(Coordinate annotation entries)
══════════
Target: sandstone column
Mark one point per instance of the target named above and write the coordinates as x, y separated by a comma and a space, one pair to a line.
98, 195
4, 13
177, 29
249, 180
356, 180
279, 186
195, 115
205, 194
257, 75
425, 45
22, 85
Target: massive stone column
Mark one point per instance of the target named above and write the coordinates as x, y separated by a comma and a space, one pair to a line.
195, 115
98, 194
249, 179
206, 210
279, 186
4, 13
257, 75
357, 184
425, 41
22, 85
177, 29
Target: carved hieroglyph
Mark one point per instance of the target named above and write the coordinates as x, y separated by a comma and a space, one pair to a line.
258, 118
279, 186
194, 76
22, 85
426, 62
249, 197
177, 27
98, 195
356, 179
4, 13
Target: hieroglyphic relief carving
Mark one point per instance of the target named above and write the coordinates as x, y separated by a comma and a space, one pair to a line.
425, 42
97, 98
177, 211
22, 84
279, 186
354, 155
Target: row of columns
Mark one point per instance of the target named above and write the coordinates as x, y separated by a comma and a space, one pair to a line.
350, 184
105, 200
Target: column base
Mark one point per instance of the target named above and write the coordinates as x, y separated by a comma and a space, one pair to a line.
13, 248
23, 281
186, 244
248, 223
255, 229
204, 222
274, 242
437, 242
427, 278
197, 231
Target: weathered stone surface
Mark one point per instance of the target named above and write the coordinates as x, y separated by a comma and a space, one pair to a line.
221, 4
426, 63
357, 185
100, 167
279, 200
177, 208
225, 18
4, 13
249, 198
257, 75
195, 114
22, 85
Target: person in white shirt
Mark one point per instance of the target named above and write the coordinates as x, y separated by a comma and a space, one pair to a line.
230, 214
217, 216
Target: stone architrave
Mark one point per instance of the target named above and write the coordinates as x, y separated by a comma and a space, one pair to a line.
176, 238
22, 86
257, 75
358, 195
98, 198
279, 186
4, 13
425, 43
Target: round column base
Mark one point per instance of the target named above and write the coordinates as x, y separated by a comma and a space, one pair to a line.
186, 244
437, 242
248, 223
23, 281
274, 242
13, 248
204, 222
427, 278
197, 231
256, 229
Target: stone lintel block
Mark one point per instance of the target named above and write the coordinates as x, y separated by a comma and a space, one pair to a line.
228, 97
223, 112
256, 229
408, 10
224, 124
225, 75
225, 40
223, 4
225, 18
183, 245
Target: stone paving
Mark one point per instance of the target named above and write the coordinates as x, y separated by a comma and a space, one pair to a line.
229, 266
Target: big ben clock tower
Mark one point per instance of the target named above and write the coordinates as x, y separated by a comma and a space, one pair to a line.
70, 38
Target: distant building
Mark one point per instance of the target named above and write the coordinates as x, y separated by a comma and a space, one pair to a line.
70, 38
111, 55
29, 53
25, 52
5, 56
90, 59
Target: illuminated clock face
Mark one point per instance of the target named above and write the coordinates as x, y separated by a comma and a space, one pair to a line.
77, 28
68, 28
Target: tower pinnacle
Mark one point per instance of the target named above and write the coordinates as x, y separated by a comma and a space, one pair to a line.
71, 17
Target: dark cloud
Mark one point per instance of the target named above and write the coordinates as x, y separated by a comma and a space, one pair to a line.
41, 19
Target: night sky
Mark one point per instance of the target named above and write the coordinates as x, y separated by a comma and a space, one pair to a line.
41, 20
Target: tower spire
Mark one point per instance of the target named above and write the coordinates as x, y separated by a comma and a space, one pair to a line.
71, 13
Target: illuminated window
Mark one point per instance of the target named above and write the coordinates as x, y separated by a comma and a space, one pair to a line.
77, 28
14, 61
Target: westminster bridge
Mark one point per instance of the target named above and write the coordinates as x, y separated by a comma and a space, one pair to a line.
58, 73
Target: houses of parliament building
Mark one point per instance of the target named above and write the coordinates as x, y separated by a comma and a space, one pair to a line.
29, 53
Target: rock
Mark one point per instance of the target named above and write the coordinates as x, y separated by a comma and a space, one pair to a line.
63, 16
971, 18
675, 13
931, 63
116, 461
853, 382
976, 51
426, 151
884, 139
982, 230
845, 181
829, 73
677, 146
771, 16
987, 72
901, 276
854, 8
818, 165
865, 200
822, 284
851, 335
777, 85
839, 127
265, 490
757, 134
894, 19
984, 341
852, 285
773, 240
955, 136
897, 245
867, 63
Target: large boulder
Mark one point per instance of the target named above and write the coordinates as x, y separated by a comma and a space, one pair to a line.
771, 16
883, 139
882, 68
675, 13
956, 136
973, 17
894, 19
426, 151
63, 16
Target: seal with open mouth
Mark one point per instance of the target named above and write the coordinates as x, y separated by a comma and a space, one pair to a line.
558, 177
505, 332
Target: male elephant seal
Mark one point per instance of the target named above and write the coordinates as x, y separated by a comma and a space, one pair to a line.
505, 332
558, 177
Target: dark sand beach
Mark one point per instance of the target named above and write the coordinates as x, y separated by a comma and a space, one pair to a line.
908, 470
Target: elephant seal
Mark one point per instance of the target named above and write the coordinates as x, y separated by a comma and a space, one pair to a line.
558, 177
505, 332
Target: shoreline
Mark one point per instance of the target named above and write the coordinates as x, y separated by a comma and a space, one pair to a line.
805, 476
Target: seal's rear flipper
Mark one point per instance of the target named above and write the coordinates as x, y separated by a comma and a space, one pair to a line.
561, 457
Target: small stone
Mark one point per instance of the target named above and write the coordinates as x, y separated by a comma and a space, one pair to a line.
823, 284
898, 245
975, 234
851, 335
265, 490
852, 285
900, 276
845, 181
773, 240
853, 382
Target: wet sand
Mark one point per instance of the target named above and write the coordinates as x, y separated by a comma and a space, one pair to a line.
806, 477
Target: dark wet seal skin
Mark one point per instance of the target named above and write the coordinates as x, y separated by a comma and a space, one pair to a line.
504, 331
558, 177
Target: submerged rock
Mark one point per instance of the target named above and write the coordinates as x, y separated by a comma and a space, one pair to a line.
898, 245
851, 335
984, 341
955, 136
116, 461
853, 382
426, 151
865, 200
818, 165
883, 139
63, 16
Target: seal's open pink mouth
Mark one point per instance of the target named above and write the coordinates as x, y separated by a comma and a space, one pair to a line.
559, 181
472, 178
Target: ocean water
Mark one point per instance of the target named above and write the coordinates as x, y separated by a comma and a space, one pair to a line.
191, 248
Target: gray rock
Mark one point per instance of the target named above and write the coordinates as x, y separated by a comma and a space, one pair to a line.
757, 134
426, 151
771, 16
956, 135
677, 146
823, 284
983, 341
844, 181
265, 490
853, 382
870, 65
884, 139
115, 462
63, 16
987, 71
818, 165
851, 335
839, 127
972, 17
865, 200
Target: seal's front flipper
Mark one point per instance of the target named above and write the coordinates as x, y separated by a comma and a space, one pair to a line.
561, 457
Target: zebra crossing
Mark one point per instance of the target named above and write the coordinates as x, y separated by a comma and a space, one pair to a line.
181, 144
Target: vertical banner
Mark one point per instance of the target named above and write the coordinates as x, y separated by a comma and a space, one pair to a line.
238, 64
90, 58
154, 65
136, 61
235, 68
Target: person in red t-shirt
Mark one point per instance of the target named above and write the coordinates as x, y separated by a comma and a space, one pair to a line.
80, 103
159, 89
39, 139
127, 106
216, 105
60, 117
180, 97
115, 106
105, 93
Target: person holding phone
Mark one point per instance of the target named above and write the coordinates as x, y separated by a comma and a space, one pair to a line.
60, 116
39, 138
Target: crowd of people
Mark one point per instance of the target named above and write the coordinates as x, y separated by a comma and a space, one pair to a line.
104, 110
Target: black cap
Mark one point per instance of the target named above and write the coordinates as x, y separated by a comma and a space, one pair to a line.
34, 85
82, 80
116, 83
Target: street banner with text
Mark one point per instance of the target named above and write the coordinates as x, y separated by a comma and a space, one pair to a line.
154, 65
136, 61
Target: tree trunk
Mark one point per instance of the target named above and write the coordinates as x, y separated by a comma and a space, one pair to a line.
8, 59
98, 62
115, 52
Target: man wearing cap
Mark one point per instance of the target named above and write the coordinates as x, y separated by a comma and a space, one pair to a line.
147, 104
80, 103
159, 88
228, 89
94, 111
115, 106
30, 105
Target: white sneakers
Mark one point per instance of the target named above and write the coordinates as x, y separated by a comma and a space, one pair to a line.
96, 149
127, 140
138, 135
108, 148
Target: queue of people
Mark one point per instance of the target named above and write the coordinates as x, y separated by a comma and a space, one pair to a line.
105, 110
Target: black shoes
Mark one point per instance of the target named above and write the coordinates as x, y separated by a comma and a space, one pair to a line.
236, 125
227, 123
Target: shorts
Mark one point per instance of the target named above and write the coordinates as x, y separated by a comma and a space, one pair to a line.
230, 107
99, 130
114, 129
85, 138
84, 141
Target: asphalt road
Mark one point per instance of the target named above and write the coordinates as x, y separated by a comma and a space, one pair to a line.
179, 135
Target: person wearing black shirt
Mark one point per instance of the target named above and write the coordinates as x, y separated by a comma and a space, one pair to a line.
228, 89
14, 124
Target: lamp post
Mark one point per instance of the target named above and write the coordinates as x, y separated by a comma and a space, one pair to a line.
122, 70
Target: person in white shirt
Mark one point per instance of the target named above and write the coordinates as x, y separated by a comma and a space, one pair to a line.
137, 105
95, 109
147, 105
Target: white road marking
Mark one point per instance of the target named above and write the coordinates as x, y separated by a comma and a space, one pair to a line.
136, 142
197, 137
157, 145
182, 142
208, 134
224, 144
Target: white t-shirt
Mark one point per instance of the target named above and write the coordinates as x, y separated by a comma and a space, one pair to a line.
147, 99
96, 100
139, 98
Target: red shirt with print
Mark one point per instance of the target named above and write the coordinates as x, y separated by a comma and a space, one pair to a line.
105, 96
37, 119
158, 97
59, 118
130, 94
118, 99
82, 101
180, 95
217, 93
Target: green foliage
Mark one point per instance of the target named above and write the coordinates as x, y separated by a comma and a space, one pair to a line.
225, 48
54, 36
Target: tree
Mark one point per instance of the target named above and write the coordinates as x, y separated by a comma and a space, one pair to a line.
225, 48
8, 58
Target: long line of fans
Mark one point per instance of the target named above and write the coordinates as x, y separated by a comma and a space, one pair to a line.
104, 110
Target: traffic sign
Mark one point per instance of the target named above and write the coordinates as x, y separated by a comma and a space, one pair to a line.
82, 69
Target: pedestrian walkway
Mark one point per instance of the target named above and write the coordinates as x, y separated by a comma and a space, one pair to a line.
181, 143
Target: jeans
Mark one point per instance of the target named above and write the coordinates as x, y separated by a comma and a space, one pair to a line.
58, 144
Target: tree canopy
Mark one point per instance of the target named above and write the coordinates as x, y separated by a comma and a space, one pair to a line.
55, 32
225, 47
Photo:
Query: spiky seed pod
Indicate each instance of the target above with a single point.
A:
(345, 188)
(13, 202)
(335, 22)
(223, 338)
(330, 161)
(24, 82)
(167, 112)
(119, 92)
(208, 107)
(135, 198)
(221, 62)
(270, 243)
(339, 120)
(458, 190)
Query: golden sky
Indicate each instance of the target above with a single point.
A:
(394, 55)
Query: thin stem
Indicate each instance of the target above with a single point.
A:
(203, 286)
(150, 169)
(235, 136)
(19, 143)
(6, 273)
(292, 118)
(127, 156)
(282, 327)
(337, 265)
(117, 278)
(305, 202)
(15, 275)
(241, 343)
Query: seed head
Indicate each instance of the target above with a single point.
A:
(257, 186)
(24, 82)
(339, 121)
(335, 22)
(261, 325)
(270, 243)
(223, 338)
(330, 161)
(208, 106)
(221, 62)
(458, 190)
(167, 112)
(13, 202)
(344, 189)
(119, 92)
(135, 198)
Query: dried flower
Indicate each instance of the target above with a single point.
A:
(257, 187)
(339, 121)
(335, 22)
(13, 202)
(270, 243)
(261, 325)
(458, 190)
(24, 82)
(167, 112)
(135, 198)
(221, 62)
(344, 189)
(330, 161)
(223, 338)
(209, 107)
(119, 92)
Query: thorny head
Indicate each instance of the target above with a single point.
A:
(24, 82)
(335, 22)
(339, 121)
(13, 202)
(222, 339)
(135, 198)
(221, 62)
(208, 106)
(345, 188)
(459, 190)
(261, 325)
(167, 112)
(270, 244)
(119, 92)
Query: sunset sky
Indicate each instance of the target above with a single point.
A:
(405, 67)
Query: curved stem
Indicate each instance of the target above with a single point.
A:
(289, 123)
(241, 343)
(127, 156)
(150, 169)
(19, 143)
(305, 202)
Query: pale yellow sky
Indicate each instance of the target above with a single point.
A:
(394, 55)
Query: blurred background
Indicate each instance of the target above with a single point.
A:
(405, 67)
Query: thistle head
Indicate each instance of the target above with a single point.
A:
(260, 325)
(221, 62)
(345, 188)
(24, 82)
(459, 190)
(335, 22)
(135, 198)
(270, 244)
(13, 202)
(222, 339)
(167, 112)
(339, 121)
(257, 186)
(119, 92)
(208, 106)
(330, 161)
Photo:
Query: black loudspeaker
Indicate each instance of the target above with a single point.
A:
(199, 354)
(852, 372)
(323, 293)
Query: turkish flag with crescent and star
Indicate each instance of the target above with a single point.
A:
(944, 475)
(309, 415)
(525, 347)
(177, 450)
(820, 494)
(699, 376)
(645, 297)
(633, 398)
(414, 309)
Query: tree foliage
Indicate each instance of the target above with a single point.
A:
══════════
◆ **Given request**
Reproduce verbatim the lines of the listing from the line containing "Query: turkish flag with crescent and star" through the final line of the listing, both included.

◆ **Worked answer**
Query: turkish flag with crescent and star
Indicate each instance of the target above with a single point.
A:
(944, 475)
(309, 415)
(525, 347)
(177, 450)
(820, 494)
(699, 376)
(645, 297)
(633, 398)
(414, 309)
Query: tree foliage
Indicate each instance of the target above with a single point.
A:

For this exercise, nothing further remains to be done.